[BEGIN Given entries]

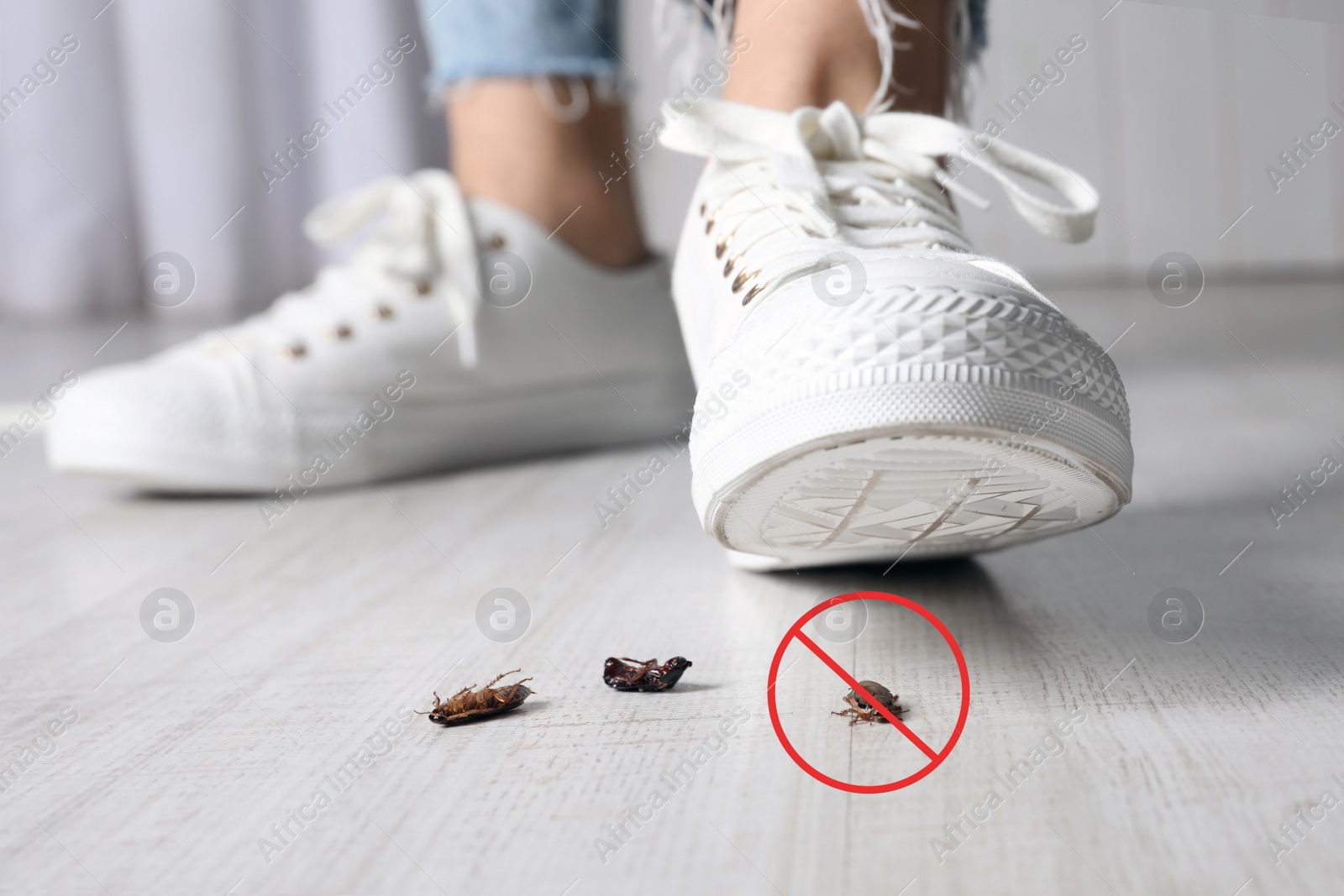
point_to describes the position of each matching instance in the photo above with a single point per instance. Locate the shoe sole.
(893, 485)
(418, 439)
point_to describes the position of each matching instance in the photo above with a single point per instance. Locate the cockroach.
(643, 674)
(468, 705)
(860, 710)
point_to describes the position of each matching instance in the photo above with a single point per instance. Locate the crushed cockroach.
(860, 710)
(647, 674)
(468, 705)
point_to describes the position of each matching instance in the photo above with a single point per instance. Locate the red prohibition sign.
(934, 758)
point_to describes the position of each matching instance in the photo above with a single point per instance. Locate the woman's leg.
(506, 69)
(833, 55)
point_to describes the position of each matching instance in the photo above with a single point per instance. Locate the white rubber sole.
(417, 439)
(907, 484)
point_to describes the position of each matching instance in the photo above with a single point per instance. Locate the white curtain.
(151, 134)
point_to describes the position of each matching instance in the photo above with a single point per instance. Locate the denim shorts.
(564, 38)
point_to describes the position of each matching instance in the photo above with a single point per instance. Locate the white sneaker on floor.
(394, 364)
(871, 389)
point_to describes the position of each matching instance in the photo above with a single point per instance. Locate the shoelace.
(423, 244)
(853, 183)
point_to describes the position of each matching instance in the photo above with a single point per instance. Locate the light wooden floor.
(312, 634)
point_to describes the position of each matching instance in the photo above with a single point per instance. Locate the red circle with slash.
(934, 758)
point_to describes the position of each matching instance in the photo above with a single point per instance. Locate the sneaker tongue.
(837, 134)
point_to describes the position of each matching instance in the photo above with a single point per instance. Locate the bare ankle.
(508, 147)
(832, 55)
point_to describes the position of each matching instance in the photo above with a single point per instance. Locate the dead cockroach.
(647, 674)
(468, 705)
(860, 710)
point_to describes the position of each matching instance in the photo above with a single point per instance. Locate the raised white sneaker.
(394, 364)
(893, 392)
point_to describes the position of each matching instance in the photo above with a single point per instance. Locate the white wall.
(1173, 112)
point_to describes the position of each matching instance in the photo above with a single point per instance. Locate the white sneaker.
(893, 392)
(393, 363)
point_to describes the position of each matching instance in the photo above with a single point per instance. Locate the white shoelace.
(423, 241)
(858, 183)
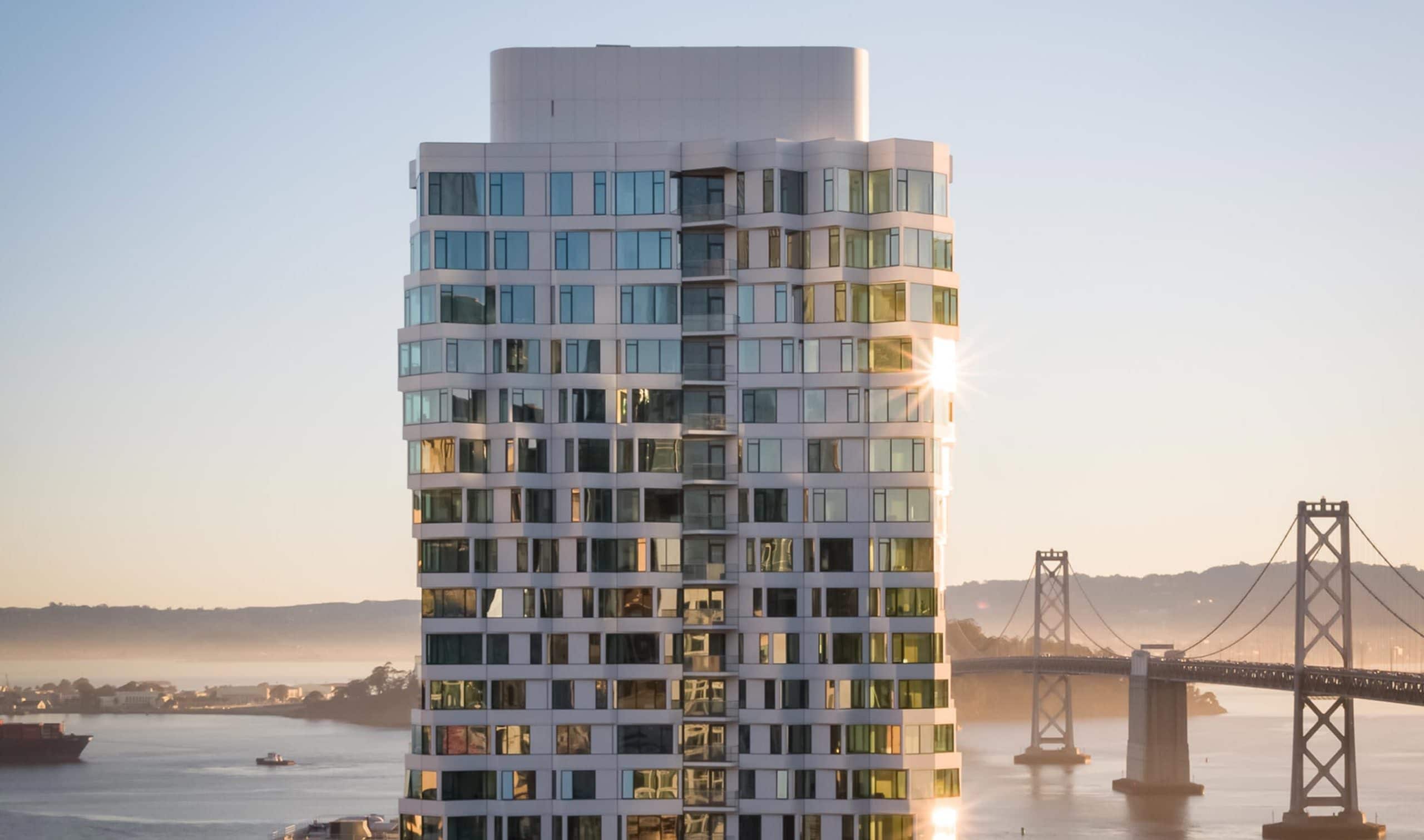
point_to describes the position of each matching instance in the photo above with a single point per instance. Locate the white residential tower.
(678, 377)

[END Given entries]
[BEGIN Given entries]

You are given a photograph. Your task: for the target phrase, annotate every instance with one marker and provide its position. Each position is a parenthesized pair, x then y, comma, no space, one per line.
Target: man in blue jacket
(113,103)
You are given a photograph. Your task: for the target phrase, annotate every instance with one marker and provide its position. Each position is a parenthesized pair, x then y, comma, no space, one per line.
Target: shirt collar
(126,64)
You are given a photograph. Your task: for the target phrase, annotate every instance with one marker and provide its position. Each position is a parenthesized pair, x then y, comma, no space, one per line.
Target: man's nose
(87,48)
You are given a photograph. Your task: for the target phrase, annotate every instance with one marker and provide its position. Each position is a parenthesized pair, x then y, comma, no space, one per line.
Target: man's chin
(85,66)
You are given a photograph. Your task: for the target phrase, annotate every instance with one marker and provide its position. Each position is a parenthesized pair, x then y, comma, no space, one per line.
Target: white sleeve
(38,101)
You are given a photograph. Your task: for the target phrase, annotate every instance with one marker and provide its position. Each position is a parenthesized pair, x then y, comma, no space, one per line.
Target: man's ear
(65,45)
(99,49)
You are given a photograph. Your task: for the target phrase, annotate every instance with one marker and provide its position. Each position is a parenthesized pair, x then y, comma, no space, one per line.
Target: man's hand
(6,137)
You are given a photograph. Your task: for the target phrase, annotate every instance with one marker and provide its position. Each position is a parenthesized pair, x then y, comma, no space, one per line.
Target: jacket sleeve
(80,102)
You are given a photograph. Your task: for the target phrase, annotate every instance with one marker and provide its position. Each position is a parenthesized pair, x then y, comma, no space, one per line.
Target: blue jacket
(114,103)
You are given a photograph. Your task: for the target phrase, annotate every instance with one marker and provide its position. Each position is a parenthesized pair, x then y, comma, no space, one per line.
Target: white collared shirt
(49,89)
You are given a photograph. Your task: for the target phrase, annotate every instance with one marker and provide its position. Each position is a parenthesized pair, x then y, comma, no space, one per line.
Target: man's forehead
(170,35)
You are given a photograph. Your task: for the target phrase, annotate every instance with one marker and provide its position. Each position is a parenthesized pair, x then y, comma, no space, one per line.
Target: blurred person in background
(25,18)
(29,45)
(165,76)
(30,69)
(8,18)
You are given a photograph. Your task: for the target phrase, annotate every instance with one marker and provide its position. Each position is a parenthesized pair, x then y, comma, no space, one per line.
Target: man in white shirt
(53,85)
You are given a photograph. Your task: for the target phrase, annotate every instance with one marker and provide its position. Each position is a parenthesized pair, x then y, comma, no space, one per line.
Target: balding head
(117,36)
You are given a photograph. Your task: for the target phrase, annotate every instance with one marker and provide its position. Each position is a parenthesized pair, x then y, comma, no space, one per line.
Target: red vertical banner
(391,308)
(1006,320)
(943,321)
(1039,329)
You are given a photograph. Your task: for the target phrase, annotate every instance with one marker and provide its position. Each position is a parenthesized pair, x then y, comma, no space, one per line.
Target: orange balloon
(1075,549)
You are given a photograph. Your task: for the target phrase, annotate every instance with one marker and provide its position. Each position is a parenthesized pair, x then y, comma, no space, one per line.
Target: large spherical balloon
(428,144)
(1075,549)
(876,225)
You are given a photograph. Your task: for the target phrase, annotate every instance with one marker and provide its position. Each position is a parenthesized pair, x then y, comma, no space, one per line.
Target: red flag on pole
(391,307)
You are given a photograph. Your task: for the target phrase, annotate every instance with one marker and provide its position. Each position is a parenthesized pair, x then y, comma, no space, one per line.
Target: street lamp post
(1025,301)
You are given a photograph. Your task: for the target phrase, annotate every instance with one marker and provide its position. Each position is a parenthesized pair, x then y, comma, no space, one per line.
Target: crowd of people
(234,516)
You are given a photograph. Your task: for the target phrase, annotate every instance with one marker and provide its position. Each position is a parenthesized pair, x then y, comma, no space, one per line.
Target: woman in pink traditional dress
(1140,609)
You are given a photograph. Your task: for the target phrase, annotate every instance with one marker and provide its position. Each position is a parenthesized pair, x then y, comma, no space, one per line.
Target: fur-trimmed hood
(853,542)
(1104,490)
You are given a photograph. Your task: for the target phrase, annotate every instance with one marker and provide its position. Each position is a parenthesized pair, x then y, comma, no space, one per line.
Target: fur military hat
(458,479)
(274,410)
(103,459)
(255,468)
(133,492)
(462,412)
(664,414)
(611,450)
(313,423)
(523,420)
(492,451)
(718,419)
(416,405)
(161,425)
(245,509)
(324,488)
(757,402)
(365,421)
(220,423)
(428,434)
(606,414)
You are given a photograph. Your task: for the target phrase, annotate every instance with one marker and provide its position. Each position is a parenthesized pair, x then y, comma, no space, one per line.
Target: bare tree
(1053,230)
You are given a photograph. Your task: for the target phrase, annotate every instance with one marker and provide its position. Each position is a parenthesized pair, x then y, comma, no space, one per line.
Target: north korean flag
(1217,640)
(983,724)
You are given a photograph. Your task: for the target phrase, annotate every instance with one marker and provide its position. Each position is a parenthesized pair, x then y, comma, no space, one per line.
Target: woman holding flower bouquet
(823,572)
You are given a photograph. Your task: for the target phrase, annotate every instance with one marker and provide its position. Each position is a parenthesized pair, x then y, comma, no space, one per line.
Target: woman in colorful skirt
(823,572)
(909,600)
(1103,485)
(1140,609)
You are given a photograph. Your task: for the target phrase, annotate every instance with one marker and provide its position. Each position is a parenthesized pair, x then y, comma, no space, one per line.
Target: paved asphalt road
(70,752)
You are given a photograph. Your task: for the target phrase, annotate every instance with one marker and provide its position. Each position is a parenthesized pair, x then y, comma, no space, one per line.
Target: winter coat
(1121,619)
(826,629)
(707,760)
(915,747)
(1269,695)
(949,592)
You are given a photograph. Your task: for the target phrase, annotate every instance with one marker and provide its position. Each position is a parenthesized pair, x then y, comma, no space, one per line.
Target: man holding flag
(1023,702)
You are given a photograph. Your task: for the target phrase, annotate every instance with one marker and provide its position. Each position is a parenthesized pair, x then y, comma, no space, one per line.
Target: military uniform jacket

[END Given entries]

Given request - Report only the number of lines in the records above that contain the string "shoelace".

Correct output - 2